→ Exercise instructions
Format every line of the entries below as a JSON list of strings, with one string per line and blank lines omitted.

--- start Exercise input ---

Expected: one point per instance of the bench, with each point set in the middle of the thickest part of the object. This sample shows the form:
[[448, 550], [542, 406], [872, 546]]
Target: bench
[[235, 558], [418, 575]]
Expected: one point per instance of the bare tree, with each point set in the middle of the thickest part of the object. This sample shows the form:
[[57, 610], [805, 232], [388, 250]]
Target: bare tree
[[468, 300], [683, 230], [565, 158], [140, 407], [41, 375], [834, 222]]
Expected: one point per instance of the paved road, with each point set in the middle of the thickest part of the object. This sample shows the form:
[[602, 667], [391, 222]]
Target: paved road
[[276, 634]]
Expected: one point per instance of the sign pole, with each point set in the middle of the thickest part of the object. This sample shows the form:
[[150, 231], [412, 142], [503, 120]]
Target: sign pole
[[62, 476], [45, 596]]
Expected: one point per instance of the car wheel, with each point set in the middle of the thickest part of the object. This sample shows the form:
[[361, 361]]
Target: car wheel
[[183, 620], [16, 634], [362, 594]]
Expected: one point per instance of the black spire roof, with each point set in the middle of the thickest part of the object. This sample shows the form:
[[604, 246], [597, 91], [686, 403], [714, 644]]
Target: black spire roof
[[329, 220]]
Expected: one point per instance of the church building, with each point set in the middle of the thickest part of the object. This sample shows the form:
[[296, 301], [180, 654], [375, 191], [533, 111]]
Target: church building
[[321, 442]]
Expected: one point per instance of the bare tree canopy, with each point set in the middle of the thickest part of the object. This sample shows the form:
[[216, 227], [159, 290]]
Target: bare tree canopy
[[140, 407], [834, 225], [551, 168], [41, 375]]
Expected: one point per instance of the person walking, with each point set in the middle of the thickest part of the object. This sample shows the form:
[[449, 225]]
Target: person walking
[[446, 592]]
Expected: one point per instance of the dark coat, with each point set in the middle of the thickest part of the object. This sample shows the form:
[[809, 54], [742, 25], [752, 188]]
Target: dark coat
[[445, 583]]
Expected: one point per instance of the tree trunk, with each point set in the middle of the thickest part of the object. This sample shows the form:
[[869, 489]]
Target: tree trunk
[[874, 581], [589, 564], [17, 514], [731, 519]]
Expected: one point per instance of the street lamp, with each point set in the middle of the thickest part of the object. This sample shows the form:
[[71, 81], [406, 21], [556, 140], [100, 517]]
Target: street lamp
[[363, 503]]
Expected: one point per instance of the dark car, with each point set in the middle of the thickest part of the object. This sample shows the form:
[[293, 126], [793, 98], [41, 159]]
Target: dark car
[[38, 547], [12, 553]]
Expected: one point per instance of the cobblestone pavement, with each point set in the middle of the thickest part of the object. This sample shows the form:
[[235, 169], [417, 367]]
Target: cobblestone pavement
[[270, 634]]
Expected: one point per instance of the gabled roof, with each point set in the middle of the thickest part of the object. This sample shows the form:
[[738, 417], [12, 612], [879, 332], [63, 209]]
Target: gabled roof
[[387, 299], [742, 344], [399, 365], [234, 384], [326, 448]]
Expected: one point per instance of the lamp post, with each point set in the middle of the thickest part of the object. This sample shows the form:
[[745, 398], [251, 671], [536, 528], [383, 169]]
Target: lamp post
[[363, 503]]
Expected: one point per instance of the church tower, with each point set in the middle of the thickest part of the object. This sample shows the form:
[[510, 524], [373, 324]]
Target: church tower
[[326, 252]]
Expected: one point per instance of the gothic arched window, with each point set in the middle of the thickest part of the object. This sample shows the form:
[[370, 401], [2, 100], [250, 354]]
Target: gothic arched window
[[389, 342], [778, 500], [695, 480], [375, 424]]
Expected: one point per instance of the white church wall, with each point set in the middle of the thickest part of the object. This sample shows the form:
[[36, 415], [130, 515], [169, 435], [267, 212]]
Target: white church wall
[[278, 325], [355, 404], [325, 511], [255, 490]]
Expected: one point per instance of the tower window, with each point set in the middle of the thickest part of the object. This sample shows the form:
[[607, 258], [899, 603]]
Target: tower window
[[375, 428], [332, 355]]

--- end Exercise input ---

→ Exercise response
[
  "Expected: one point per instance of the bench, with each point set in the middle of the thickest part of the object. This sample shows the form:",
  "[[448, 550], [542, 406], [872, 546]]",
  "Target: bench",
  "[[235, 558], [418, 575]]",
  "Expected: one point per instance of the bare tree, with each point set in the middle of the thickest part of the object. This sample shows the form:",
  "[[57, 610], [805, 232], [388, 250]]",
  "Target: bare tree",
  "[[468, 300], [683, 230], [565, 158], [140, 407], [41, 375], [834, 222]]",
  "Expected: one point per instance of the paved road, with each point set in the middle of the thickest part of the object. This sample shows the form:",
  "[[602, 667], [391, 222]]",
  "Target: paved road",
  "[[276, 634]]",
  "Expected: one point per instance of the sign pole, with each point set in the middle of the thickest part of the object. This sample shows the form:",
  "[[150, 231], [412, 142], [503, 120]]",
  "Target: sign pole",
  "[[62, 476], [45, 596]]",
  "Expected: one point per instance of the car wheel, with each point set in the middle of the thickest part of the object. This sample shows the form:",
  "[[361, 361]]",
  "Target: car wheel",
  "[[183, 620], [16, 634], [362, 594]]",
  "Expected: one point per instance of the black spire roof, with each point set in the middle of the thickest part of the object. This sample shows the form:",
  "[[604, 246], [597, 91], [686, 403], [714, 644]]",
  "Target: black spire roof",
  "[[329, 220]]",
  "Expected: one point per instance of the church building, with each point set in the middle of the thickest part of the object. This sample shows the form:",
  "[[296, 301], [180, 654], [375, 191], [533, 111]]",
  "Target: church building",
  "[[321, 442]]",
  "Expected: one point per instance of the bare tree canopy, with each point set in the middle of the thickest part of the object. This sample shows the form:",
  "[[216, 227], [159, 290]]",
  "Target: bare tree canopy",
  "[[140, 407], [834, 225], [551, 168], [41, 375]]",
  "Expected: one point per instance of the person walking, with each point set in the middle of the thickest part of the object. This sample shows the form:",
  "[[449, 225]]",
  "Target: person walking",
  "[[446, 592]]",
  "Expected: one point per instance of the dark coat, with each point set in the middle of the thickest part of the object. This sample shows the form:",
  "[[809, 54], [742, 25], [752, 188]]",
  "Target: dark coat",
  "[[445, 583]]",
  "Expected: one point per instance of the tree trunk, with each point set in the middle of the thickest part of the object. This sample shows the form:",
  "[[869, 489]]",
  "Target: tree trunk",
  "[[874, 581], [589, 564], [17, 514], [731, 519]]",
  "Expected: one point per instance of the street lamp, with each point set in the middle of the thickest part of the object. This sample shows the form:",
  "[[71, 81], [406, 21], [556, 140], [100, 517]]",
  "Target: street lamp",
  "[[363, 503]]",
  "Expected: one point per instance of the dark car, with each point set in the middle of the thickest part of the object. This sample shows the form:",
  "[[293, 126], [793, 98], [41, 159]]",
  "Target: dark car",
  "[[38, 547], [12, 553]]",
  "Expected: one point per instance of the cobblestone pavement, with each point set in the middle of the thickest part of the object. This sample shows the form:",
  "[[235, 169], [417, 367]]",
  "Target: cobblestone pavement",
  "[[270, 634]]",
  "Expected: one point per instance of the gabled roof, with each point set in the middle of the thickest part of the object. This sample shows the form:",
  "[[738, 417], [12, 612], [879, 332], [63, 209]]",
  "Target: gabled roof",
  "[[387, 299], [742, 344], [399, 365], [234, 384], [326, 448]]",
  "Expected: one point per instance of the lamp post, with each point set in the middle of the thickest part of the object. This sample shows the form:",
  "[[745, 398], [251, 671], [536, 528], [383, 169]]",
  "Target: lamp post",
  "[[363, 503]]",
  "Expected: one point per instance of the church tower, with each point set in the middle of the thickest part of the object. This sample shows the form:",
  "[[510, 524], [373, 324]]",
  "Target: church tower",
  "[[326, 252]]",
  "Expected: one point per instance of the gothic arched window, with each point set in the middle of the thickest part of the object. This sample shows the form:",
  "[[370, 401], [2, 100], [250, 354]]",
  "Target: gothic arched window",
  "[[389, 342], [778, 500], [695, 480], [375, 424]]",
  "Expected: one point per instance of the white church wall, with each point set in the middle of the thickest part of the object. This sample shows the form:",
  "[[36, 415], [130, 515], [169, 435], [267, 212]]",
  "Target: white church wall",
  "[[278, 325], [355, 404], [325, 511], [255, 490]]",
  "Expected: one point per instance of the tower window, with each point set in the middle of the thickest part of the object. This sample shows the form:",
  "[[607, 258], [899, 603]]",
  "Target: tower window",
  "[[375, 428], [332, 355]]"
]